▶ [Selected text]:

But the read fails in all cases, even when start_column/end_column span is 10 columns here, and even when column_count is set appropriately. Or did I miss what you said?
The trace seems to suggest an entire super_column is being deserialized.
Rajat
-----Original Message-----
From: Jonathan Ellis [mailto:jbellis@gmail.com]
Sent: Friday, January 28, 2011 5:32 PM
To: user@cassandra.apache.org
Subject: Re: get_slice OOM on large row
Requesting too much data in a single request is user error. That is
why you have start columns/rows, so you can page through a large set.
On Fri, Jan 28, 2011 at 6:48 PM, Rajat Chopra <rc...@makara.com> wrote:
> Hi!
>
> Trying to test the 0.7 release with some offbeat settings to check the
> behavior.
>
>
>
> - Single node cluster
>
> - Key_cache_size - default
>
> - Row_cache_size - default
>
> - Min/max compaction threshold - 0 (so this is disabled)
>
> - Disk_access_mode : standard
>
> - Memtable_throughput_in_mb : 2 (yes two mb only)
>
>
>
> Basically I wanted to run the process with least amount of memory usage.
> Without much hassle (probably because compaction was disabled) I put 400k
> columns in a single row of a super column of a cf. Each column value being
> about 20kb. So, I have about 8G of data.
>
>
>
> Now the issue is that I run into OOM on any kind of read that I do, even
> with -Xmx2G. Using pycassa as the high level client.
>
> The trace is pasted below.
>
>
>
> Is it because the entire row is loaded even if some keys are asked for?
>
> Please help for my better understanding of limitations/usage.
>
>
>
> Thanks,
>
> Rajat
>
>
>
>
>
> Heap dump file created [2147332020 bytes in 16.621 secs] ERROR 16:38:06,420
> Fatal exception in thread Thread[ReadStage:5,5,main]
>
> java.lang.OutOfMemoryError: Java heap space
>
> at java.nio.HeapByteBuffer.<init>(HeapByteBuffer.java:57)
>
> at java.nio.ByteBuffer.allocate(ByteBuffer.java:329)

▶ [Provided records]:

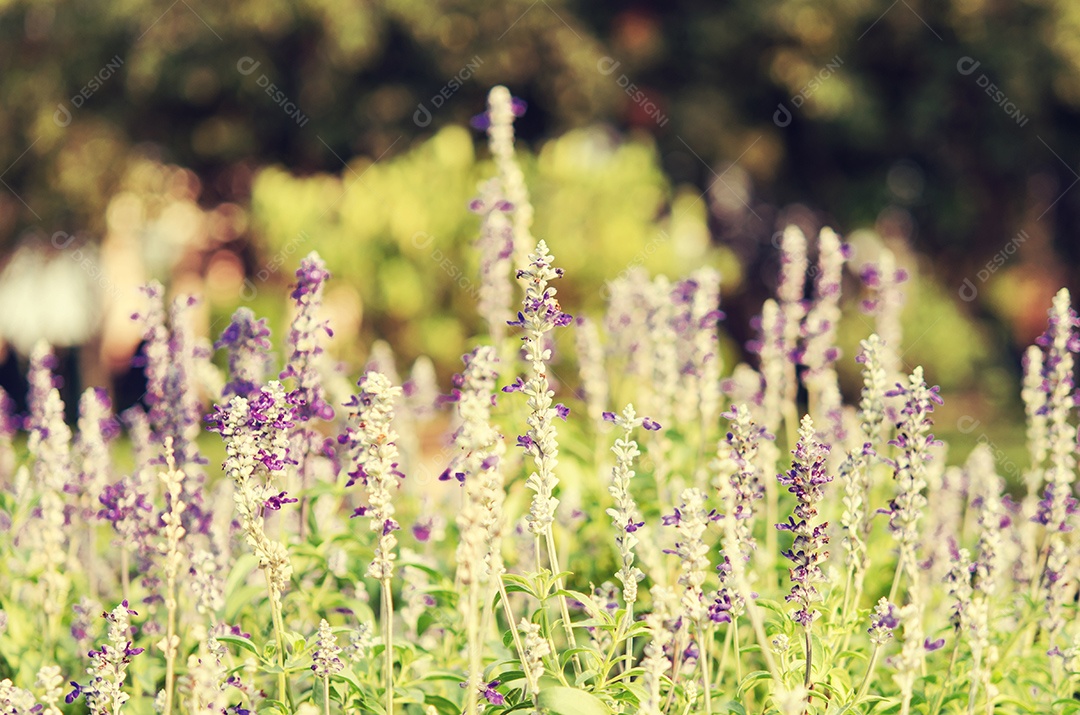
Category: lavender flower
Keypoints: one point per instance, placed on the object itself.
(887, 304)
(540, 314)
(496, 247)
(96, 429)
(806, 480)
(50, 446)
(246, 340)
(657, 663)
(914, 441)
(480, 522)
(256, 440)
(624, 515)
(302, 362)
(883, 621)
(375, 452)
(325, 660)
(819, 334)
(105, 693)
(692, 553)
(500, 131)
(536, 649)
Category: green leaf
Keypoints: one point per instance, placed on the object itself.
(571, 701)
(240, 643)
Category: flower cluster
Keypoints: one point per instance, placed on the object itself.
(806, 481)
(256, 441)
(624, 515)
(540, 314)
(325, 660)
(480, 521)
(914, 442)
(375, 456)
(105, 695)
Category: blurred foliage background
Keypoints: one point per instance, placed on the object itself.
(212, 145)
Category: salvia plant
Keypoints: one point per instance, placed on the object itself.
(662, 535)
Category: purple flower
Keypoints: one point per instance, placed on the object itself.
(277, 501)
(806, 480)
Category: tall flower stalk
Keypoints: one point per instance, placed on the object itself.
(855, 470)
(541, 313)
(501, 110)
(624, 515)
(806, 481)
(305, 348)
(173, 531)
(375, 459)
(257, 452)
(105, 693)
(50, 444)
(1060, 341)
(480, 521)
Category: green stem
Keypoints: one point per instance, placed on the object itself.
(388, 630)
(279, 630)
(948, 675)
(534, 687)
(474, 650)
(738, 656)
(553, 557)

▶ [Requirements]:
From the mailing-list thread, give the part that opens with the words containing "The trace seems" and closes with "a large set." again, changing "super_column" to "row".

▶ [Task output]:
The trace seems to suggest an entire row is being deserialized.
Rajat
-----Original Message-----
From: Jonathan Ellis [mailto:jbellis@gmail.com]
Sent: Friday, January 28, 2011 5:32 PM
To: user@cassandra.apache.org
Subject: Re: get_slice OOM on large row
Requesting too much data in a single request is user error. That is
why you have start columns/rows, so you can page through a large set.